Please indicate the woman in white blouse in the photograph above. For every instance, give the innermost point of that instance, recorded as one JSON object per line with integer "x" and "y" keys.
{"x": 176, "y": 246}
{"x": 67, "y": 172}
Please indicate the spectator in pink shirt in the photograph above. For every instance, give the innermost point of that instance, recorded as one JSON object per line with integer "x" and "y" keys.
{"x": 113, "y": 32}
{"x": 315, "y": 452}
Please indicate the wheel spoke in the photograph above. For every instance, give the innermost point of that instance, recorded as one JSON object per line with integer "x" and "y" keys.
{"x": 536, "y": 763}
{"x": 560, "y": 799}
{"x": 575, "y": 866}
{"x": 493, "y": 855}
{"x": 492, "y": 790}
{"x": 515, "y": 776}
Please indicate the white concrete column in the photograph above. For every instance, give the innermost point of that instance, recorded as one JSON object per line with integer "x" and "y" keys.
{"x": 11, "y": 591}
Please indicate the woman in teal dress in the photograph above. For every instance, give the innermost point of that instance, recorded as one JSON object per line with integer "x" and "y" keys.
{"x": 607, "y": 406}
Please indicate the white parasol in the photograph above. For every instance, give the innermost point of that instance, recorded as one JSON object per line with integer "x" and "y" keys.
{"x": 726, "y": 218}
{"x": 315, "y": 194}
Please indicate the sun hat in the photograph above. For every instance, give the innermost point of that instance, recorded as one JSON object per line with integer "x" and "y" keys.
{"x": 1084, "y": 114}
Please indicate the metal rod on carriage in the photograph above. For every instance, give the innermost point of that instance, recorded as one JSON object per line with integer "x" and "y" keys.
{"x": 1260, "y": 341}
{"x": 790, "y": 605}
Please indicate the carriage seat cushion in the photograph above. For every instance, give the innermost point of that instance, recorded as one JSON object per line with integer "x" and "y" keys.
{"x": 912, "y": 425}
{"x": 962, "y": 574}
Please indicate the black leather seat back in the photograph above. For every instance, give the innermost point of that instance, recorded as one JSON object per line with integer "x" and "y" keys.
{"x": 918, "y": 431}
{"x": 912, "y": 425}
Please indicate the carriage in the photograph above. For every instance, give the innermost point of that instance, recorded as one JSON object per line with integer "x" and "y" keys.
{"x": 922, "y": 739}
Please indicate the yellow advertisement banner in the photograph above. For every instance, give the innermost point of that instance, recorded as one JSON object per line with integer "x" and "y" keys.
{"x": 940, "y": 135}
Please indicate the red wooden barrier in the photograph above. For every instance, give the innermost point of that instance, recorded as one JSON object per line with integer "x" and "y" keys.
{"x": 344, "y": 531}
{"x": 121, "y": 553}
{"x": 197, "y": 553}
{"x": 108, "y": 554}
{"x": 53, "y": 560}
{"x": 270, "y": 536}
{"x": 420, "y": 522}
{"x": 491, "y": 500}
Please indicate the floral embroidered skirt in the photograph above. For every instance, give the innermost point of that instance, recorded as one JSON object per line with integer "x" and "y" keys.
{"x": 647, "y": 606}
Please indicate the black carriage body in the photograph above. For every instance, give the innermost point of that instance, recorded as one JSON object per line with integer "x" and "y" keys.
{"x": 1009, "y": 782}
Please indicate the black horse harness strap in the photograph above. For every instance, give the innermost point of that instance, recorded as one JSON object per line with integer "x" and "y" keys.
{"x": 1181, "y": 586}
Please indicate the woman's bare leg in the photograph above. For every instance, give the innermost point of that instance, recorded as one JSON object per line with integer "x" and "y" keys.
--
Instructions to follow
Output the lines above verbatim and in full.

Written reply
Please indicate the woman in white blouse in the photograph above. For every instance, give the innermost point of that instance, recorded as one JSON object per line with integer "x" and "y" keys.
{"x": 176, "y": 246}
{"x": 67, "y": 172}
Please indicate the spectator in pink shirt in the photograph above. For every instance, give the innermost point of that instance, recorded as one JSON object per line with integer "x" and "y" keys.
{"x": 113, "y": 32}
{"x": 315, "y": 452}
Please indicate the wheel spoke in the photograph above. For every instance, give the innermost point of that instance, recorded as one JSON object per line with integer "x" and "y" keys.
{"x": 536, "y": 763}
{"x": 560, "y": 799}
{"x": 575, "y": 866}
{"x": 493, "y": 855}
{"x": 492, "y": 790}
{"x": 515, "y": 776}
Please indicate the white concrete column in the photograph above. For every instance, give the innermost point of that instance, recorded as one JSON object per line with integer "x" and "y" keys.
{"x": 11, "y": 591}
Please indicate the woman in teal dress in the photograph above. For every instance, give the innermost point of that instance, recorded as one JSON object per line with integer "x" and "y" keys.
{"x": 607, "y": 406}
Please indicate the white parasol in the photograph above. For every instance, give the innermost point of that instance, recorded as one JSON object per line with integer "x" and "y" keys.
{"x": 726, "y": 218}
{"x": 315, "y": 194}
Please indicate the sun hat in the photograph above. For every instance, give the innermost point of that instance, recorded as one JSON object per line with integer "x" and "y" keys.
{"x": 1084, "y": 114}
Please indicate the metal rod on carriage in the photograph above. For every instance, give the innermost point of that instance, recorded as one JSON object per line with integer "x" and "y" keys.
{"x": 1260, "y": 341}
{"x": 790, "y": 605}
Please indicate the carriage seat cushion in the photograph above. For every instance, give the innermost point of that instance, recorded as one JSON object per line with integer "x" and "y" keys.
{"x": 912, "y": 425}
{"x": 962, "y": 574}
Please indicate the black leather seat back in the photograph above. For every instance, give the innermost point of that instance, recorded as one JSON object per line with integer "x" and "y" keys.
{"x": 918, "y": 431}
{"x": 912, "y": 425}
Please indicate the carriage in the photograph above. For every instance, give the innermost point of that instance, recorded as one JSON object per line with integer "x" and "y" keys.
{"x": 922, "y": 739}
Please indicate the yellow advertisement banner in the photograph above. For every instance, give the innermost point of that instance, recorded as one JSON object per line with integer "x" and "y" keys.
{"x": 940, "y": 135}
Please indicate the red wooden barrier in the photograph above. For every instance, give the innermost point of that instance, recorded as one JSON object per line with integer "x" and "y" keys.
{"x": 344, "y": 531}
{"x": 121, "y": 553}
{"x": 197, "y": 553}
{"x": 108, "y": 554}
{"x": 53, "y": 560}
{"x": 270, "y": 536}
{"x": 420, "y": 522}
{"x": 491, "y": 500}
Please indicate the floral embroidered skirt in the photograph above. For every instance, give the innermost point of that instance, recorded as one JSON object per line with integer "x" and "y" keys.
{"x": 647, "y": 606}
Please indicate the black carriage body in the photograph above. For every instance, give the innermost point of that instance, recorded as one JSON object per line with integer "x" and "y" keys.
{"x": 1009, "y": 782}
Please indicate the black horse harness strap in the photograph above. For every instance, give the innermost point of that instance, recorded as one JSON object per line with integer "x" and "y" keys.
{"x": 1181, "y": 586}
Please indicate the woman's bare leg in the photograph above. For every instance, give the innermost point of that instance, recorded as one JSON object per line with integer "x" and "y" keys.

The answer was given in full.